PROVIDED INFORMATION

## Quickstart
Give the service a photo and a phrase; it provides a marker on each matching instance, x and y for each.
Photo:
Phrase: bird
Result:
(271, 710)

GOAL OF THE EXERCISE
Copy out each of the rows above again, reproducing every line character for character.

TASK ANSWER
## Quickstart
Give the service a photo and a phrase; it provides a marker on each matching instance, x and y for each.
Photo:
Phrase: bird
Result:
(271, 710)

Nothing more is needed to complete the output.